■ **PROBLEM A**:
Could you sum up the passage on Jack London in the East End in two sentences?
■ **PROBLEM B**:
Would you write out the part of the passage on Jack London in the East End starting with "Empire. Jack London" and going on through "(London 3)."?

■ **DOCUMENT EXTRACT**:
/---
Besides Arthur Morrison, another literary figure known for his writing on the East End slums at the end of the nineteenth century is Jack London, an American writer assigned by a newspaper to report on the degeneration and horror of the British

Empire. Jack London arrived in London in 1902 en route to report on the Boer War.9 When the war reporting project was canceled, he extended his stay in the slums of East End London to a stay of seven weeks. During his stay in London, the young journalist disguised himself and explored the darkest corner of the city slum, in spite of the warning from Thomas Cook’s, the famous traveler’s agents who could send him to “darkest Africa,”but refused to offer him help to get into the East End as they responded, “We are not accustomed to taking travellers to the East End; we receive no call to take them there, and we know nothing whatsoever about the place at all”

(London 3).
\---
■ **STUDY MATERIAL**:
/---
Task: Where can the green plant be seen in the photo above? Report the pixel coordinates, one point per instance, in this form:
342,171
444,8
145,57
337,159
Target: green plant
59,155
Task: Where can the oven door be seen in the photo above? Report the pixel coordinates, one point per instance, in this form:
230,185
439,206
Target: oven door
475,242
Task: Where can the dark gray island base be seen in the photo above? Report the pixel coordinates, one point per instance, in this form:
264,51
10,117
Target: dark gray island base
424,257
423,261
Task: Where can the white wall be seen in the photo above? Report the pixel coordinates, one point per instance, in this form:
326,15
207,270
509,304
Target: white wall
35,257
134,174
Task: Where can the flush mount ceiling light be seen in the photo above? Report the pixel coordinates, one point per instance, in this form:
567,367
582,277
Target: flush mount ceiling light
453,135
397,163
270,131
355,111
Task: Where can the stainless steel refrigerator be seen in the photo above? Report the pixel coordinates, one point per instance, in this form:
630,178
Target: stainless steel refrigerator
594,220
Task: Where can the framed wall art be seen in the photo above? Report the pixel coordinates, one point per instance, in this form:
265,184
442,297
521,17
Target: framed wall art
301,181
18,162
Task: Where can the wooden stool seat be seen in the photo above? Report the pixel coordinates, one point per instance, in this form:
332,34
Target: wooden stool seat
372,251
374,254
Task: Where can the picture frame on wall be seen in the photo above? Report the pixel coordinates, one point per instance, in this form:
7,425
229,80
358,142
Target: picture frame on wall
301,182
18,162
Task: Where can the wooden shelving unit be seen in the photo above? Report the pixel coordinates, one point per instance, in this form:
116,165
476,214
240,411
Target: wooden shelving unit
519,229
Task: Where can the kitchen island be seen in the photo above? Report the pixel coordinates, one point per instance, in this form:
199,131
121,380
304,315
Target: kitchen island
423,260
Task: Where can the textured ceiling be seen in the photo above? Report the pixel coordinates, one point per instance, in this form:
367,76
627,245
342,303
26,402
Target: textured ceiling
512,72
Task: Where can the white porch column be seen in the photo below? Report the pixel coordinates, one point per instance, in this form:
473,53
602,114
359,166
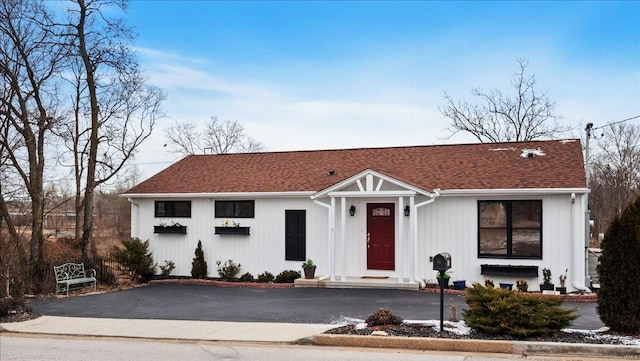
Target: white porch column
343,236
413,236
332,239
401,238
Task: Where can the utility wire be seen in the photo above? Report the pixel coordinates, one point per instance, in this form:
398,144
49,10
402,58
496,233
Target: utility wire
618,122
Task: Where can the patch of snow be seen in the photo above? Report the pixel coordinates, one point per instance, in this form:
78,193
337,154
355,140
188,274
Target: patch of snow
459,328
345,320
528,153
625,340
379,333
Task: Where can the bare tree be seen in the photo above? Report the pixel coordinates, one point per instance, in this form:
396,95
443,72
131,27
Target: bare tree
615,173
115,110
497,117
29,64
217,137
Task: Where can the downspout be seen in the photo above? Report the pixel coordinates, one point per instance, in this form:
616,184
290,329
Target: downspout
137,218
325,277
573,248
414,215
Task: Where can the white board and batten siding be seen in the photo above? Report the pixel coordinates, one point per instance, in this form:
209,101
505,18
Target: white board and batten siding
263,250
449,224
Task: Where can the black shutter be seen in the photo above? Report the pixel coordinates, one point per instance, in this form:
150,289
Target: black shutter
295,235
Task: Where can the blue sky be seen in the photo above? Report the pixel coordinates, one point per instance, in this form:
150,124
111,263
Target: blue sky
331,74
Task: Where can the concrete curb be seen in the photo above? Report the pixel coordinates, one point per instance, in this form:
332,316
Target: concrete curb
488,346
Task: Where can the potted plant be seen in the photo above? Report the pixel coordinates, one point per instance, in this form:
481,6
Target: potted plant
563,279
460,285
546,284
506,286
309,269
445,281
522,285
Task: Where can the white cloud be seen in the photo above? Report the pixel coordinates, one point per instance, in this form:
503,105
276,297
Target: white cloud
366,104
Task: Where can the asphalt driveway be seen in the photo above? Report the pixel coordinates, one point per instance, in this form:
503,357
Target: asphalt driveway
291,305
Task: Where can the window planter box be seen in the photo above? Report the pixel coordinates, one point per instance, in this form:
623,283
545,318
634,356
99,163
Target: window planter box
170,229
508,270
239,231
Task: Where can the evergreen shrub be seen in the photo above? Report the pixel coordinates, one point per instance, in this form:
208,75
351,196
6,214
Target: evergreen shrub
503,312
167,268
247,277
287,276
199,265
229,270
265,277
619,272
136,258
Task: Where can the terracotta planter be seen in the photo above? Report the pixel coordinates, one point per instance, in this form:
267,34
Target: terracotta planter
544,287
445,281
309,272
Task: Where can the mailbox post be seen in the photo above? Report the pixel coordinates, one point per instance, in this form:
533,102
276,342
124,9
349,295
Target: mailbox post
442,263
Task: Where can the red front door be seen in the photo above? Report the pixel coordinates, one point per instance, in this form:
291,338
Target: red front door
380,236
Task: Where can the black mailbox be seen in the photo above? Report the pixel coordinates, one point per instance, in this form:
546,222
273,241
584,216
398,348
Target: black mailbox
442,261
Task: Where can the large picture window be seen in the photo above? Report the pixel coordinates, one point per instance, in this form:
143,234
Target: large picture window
177,209
235,209
510,229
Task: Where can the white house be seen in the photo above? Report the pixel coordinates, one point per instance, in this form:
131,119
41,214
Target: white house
502,211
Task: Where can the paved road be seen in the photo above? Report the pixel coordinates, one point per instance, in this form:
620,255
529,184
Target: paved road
291,305
43,348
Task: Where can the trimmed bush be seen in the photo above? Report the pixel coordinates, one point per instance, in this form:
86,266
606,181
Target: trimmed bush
265,277
619,272
287,276
247,277
199,265
136,258
383,317
12,305
504,312
229,270
167,268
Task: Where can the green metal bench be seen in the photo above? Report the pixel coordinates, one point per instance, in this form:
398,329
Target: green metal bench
73,274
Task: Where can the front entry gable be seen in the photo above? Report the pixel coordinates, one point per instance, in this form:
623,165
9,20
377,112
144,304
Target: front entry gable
370,183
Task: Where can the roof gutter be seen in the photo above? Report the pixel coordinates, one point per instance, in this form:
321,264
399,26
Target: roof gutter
517,191
233,195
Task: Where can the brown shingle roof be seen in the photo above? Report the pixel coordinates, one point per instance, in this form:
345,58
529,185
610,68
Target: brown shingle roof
467,166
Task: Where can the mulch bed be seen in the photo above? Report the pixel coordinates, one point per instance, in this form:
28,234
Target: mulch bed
420,330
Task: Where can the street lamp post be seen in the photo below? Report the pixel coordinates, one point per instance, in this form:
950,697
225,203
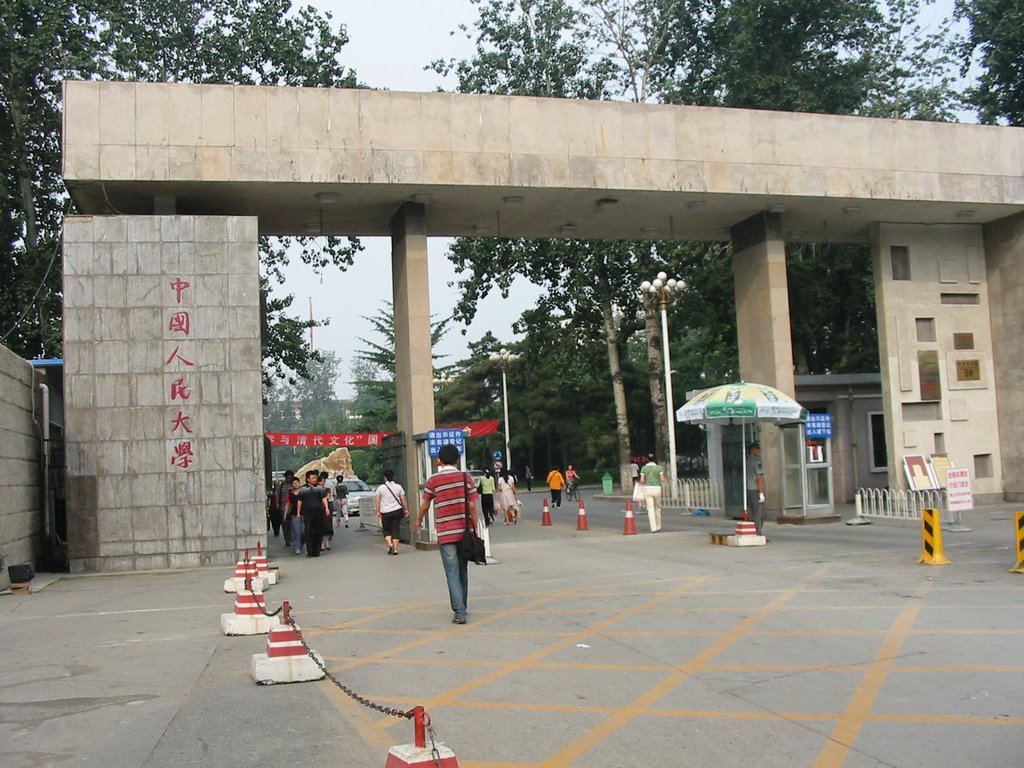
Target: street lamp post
504,357
662,289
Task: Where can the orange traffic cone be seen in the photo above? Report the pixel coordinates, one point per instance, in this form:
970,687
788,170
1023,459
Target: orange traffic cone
582,518
630,527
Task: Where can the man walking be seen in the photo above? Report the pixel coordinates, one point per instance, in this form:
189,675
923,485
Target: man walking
653,476
454,496
756,486
311,509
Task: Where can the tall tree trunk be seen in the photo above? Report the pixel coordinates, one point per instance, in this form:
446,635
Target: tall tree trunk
655,371
619,392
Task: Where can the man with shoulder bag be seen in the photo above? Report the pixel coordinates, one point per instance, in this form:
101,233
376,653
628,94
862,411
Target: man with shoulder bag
454,496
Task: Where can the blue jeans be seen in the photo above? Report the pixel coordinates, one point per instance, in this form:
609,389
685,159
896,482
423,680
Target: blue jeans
457,573
296,523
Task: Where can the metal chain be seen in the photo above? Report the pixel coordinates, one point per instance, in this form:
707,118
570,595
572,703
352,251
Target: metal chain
404,715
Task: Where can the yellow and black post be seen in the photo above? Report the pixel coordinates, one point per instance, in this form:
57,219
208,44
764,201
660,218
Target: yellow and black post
1019,567
931,530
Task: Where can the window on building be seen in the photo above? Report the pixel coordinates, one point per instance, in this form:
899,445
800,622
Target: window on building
900,258
926,329
877,441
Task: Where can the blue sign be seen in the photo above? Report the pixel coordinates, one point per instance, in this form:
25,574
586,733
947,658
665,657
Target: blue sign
817,426
438,437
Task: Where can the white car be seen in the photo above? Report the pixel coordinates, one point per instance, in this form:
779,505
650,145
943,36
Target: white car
357,489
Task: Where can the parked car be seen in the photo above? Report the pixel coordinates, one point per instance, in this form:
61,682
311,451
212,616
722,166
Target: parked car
357,489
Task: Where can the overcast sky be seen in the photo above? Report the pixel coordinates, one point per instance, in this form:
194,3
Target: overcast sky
391,41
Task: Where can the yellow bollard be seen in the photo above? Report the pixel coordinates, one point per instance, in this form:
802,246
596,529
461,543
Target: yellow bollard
1019,567
931,529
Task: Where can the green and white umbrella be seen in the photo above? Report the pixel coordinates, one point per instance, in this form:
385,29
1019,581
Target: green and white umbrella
741,402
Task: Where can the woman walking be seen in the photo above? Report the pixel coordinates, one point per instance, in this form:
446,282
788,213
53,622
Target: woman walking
391,507
508,498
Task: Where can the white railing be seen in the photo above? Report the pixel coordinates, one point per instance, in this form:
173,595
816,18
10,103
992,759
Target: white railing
894,504
694,494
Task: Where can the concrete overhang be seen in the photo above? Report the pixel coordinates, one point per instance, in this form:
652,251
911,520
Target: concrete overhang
309,161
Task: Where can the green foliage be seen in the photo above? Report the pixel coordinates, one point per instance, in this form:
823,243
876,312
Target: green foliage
995,41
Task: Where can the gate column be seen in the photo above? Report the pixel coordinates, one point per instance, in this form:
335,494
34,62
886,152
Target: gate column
763,323
413,352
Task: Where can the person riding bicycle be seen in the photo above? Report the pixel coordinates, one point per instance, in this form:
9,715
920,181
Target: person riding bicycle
571,482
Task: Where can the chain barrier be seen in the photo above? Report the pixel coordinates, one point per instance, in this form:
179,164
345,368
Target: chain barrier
402,714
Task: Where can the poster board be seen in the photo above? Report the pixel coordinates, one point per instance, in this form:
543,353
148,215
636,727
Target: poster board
960,496
941,464
920,474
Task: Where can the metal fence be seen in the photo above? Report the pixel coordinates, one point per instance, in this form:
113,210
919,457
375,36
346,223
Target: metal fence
694,493
894,504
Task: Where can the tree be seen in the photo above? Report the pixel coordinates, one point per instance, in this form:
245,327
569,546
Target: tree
995,41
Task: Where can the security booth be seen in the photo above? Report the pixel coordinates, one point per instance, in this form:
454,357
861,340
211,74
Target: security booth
807,471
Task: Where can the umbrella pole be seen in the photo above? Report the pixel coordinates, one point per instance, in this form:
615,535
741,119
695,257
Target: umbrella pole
742,428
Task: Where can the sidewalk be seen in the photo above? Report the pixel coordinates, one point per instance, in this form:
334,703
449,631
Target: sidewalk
828,647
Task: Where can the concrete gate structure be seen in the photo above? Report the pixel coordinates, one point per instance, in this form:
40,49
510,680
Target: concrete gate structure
176,182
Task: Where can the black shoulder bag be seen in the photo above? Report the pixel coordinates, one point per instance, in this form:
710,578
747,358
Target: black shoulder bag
471,546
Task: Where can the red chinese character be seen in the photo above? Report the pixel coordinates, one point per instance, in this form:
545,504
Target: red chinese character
180,389
177,354
180,422
179,286
183,456
180,323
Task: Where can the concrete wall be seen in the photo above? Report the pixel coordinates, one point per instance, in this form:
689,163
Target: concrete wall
20,518
939,306
1005,252
162,385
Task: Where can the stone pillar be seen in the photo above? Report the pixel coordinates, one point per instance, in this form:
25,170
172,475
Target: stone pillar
413,352
1004,259
162,386
763,325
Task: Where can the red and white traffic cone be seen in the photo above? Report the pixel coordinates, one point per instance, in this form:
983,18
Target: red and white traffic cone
\---
■ **ANSWER A**:
Alongside Arthur Morrison, the American writer Jack London is known for writing on the East End slums at the end of the nineteenth century, having been assigned by a newspaper to report on the degeneration and horror of the British Empire. He arrived in London in 1902 on his way to report on the Boer War, and when that project was canceled he stayed seven weeks in the East End slums, exploring them in disguise after Thomas Cook's refused to help him get there.

■ **ANSWER B**:
Empire. Jack London arrived in London in 1902 en route to report on the Boer War.9 When the war reporting project was canceled, he extended his stay in the slums of East End London to a stay of seven weeks. During his stay in London, the young journalist disguised himself and explored the darkest corner of the city slum, in spite of the warning from Thomas Cook’s, the famous traveler’s agents who could send him to “darkest Africa,”but refused to offer him help to get into the East End as they responded, “We are not accustomed to taking travellers to the East End; we receive no call to take them there, and we know nothing whatsoever about the place at all”

(London 3).